-- Start of EXCERPT TO READ --

Ganeshotsav in Pune: Rise in festive fervour, dip in noise pollution

The officials recorded the noise levels at the crossroads of Chitale Bandhu Mithaiwale and Mandai near Shanipar area as 88 decibels (dB), and 92 decibels (dB) on Laxmi road, at 10 pm.

pune Updated: Sep 14, 2019 14:55 IST
Prachi Bari
Prachi Bari
Hindustan Times, Pune
The officials take reading every ten minutes while continuously recording the sound, then an average is derived after compiling the readings. (In pic) Devotees throng the immersion procession of Tulshibaug Ganpati Mndal in large numbers at Alka Talkies chowk on Thursday.
The officials take reading every ten minutes while continuously recording the sound, then an average is derived after compiling the readings. (In pic) Devotees throng the immersion procession of Tulshibaug Ganpati Mndal in large numbers at Alka Talkies chowk on Thursday.(MILIND SAHUKAR/HT PHOTO)
         

The Maharashtra Pollution Control Board (MPCB) had a busy night on the last day of Ganpati immersion on Thursday with their officials, placed at the 18 designated spots across the city, measuring sound levels as part of their noise pollution check during the Ganeshotsav.

-- End of EXCERPT TO READ --

◆ WORK INSTRUCTIONS
1) According to the Pune Ganeshotsav news article, what noise level did officials record on Laxmi road at 10 pm?
2) How would you render this sentence from the Pune Ganeshotsav news article in Spanish: "The officials recorded the noise levels at the crossroads of Chitale Bandhu Mithaiwale and Mandai near Shanipar area as 88 decibels (dB), and 92 decibels (dB) on Laxmi road, at 10 pm."?
3) Can you resume the Pune Ganeshotsav news article, picking up right after its last sentence?

-- Start of SUPPLIED INFORMATION --

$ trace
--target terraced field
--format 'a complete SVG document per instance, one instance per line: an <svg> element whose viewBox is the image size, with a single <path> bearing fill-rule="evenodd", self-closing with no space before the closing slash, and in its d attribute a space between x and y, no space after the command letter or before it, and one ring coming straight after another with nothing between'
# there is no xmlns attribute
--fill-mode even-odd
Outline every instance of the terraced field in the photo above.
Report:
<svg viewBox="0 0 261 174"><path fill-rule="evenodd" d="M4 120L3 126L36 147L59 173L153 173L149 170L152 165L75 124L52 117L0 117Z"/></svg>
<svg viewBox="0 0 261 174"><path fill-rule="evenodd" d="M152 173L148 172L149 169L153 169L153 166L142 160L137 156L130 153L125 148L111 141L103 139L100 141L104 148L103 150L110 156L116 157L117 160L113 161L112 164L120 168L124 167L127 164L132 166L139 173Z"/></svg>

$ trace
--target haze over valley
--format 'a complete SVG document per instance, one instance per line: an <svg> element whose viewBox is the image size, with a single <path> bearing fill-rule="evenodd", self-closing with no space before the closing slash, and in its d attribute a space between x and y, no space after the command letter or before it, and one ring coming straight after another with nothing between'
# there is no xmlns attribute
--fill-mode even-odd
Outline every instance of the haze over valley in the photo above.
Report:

-- End of SUPPLIED INFORMATION --

◆ TASK-BY-TASK RESULTS
1) 92 decibels (dB).

2) Los funcionarios registraron los niveles de ruido en el cruce de Chitale Bandhu Mithaiwale y Mandai, cerca de la zona de Shanipar, en 88 decibelios (dB), y en 92 decibelios (dB) en Laxmi road, a las 10 de la noche.

3)
The officials recorded the noise levels at the crossroads of Chitale Bandhu Mithaiwale and Mandai near Shanipar area as 88 decibels (dB), and 92 decibels (dB) on Laxmi road, at 10 pm.

“It is expected that the noise level will be higher on the last day of immersion as many devotes take part in the procession, but it was less than previous year when the DJ music blast touched as high as 92 decibels,” said Dilip Khedkar, regional officer, Maharashtra Pollution Control Board.

The officials take reading every ten minutes while continuously recording the sound, then an average is derived after compiling the readings. While Karve road recorded 96.6 decibels, Laxmi road was 89.6 and Kothrud recorded 92.8 decibels. The lowest noise level was recorded at Shivajinagar at 73.4 decibels. The noise level was taken between 6 pm and midnight (12 am) on Thursday.

“There is a reduction in noise pollution as compared to previous years. Increase in awareness and proactive steps taken by authorities and mandals have brought positive results,” added Khedkar.

Mahesh Shindikar, College of Engineering Pune (COEP) assistant professor, and his student volunteers also conducted a noise level check during the Ganpati festival, their 19th in a row.

Shindikar, “This year, although there was less DJ music and significant reduction in noise level, it did not make much difference as traditional instruments increased the noise pollution level.” According to their study, the average sound decibel recorded between noon (12 pm) on September 12 and 8 am on September 13 was 86.2 decibels. According to the COEP readings, the highest was recorded along the Laxmi road and Limbaraj Maharaj chowk at 90.5 decibels and the lowest at Khanduji Baba chowk (Deccan) at 78 decibels.

The varsity assistant professor attributed the reduction in noise pollution to public awareness about its adverse effects.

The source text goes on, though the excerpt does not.